The UNSC Cheonan Statement Is a Gift the US Doesn’t Deserve
I’m not surprised. Dismayed, yes. But, strangely I feel vindicated.
Friday’s U.N. Security Council statement condemning the March sinking the South Korean warship Cheonan, but not fingering the culprit, may look like another example of the grubby compromises required to close a deal here.
But it could have been a lot worse.
In the final stages of the closed door negotiations of the text, North Korea’s veto-wielding champion, China’s U.N. envoy Li Baodong, sought to gut the statement of any language that even hinted at North Korean responsibility, diplomats familiar with the talks told Turtle Bay.
China’s efforts on behalf of North Korea reflected Beijing’s concern that its nuclear-armed neighbor might respond provocatively if it were confronted by a direct charge of committing an act of war. So, China dedicated weeks of its considerable diplomatic firepower to lessening the sting of the U.N. response.
For instance, China proposed replacing four references in the statement to the word “attack “– as in the Cheonan suffered an attack — for the milder words “incident” and “act,” those officials said. The watered down language would have made it easier for North Korea to suggest, for example, that the Cheonan had been split in two by accident.
So, instead of condemning the “attack which led to the sinking of the Cheonan,” the Chinese wanted to condemn the “act which led to the sinking of the Cheonan.” It may not sound like much of a difference. But it’s an important one: the American negotiators, led by U.S. ambassador Susan E. Rice, have based their contention that the U.N. statement really does blame North Korea for torpedoing the South Korea vessel on the fact that nobody else but Seoul’s mortal enemy, North Korea, had a motive for mounting an attack.
“This statement is notable, and I think is clear because in the first instance, it uses the term attack repeatedly, which you don’t have to be a scholar of the English language to understand it’s not a neutral term,” Rice said.
China also sought to remove any language indicating that the council “expresses its deep concern” over the findings of a South Korean-led allied investigation into the attack. That provision, which stayed in the final text, provided the strongest hint, in an otherwise noncommittal statement, that North Korea probably fired on the Cheonan.
I always knew the United Nations could conduct diplomacy in such a cryptic manner that no one would be satisfied, and no one would even be able to use straight language to explain what the UN had purported to do. The Cheonan statement is a masterpiece of obfuscation. And, even its harshest critics have managed not to call for the UN’s dismantling in the wake of this “compromise”. Or, is it a “climb-down” Has Sinic culture permeated global mores so thoroughly, that even the US needs to save face?

• WRITTEN REQUEST: Transcribe the stretch of the Cheonan statement post from "The UNSC Cheonan" through "a lot worse." word for word.

• SUPPLIED INFORMATION:
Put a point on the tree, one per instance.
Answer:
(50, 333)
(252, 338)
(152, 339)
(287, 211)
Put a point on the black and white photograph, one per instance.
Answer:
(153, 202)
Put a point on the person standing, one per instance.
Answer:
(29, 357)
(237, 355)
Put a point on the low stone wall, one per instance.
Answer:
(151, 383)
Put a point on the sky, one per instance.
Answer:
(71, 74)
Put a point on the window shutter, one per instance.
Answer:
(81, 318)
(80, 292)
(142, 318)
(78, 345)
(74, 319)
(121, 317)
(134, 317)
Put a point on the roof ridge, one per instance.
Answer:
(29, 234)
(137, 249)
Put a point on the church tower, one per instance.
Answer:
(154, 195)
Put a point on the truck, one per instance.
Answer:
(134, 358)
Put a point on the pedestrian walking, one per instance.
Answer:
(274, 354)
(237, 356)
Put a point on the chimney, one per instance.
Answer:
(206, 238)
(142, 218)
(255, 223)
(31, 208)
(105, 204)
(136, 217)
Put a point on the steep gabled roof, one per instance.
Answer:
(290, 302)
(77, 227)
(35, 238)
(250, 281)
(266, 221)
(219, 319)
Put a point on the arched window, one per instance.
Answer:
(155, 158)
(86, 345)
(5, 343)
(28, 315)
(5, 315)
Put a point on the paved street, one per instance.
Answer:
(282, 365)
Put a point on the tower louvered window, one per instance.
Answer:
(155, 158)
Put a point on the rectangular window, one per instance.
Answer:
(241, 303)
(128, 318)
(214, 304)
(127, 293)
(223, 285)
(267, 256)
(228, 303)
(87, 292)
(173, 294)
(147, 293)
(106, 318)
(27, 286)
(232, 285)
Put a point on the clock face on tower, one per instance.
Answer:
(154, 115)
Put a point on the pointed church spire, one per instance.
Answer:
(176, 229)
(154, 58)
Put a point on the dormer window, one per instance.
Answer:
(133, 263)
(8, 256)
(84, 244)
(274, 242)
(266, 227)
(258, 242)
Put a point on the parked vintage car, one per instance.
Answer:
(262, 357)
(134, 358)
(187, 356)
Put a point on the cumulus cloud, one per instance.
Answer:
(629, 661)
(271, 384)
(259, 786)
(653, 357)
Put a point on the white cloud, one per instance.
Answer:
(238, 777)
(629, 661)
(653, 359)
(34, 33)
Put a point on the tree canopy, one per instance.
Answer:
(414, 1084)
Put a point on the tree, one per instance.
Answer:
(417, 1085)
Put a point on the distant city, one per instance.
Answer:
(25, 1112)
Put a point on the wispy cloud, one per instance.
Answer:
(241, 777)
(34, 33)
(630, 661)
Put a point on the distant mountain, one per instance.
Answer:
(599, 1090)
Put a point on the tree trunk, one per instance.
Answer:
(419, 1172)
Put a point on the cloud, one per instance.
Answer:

• COMPLETE ANSWER:
The UNSC Cheonan Statement Is a Gift the US Doesn’t Deserve
I’m not surprised. Dismayed, yes. But, strangely I feel vindicated.
Friday’s U.N. Security Council statement condemning the March sinking the South Korean warship Cheonan, but not fingering the culprit, may look like another example of the grubby compromises required to close a deal here.
But it could have been a lot worse.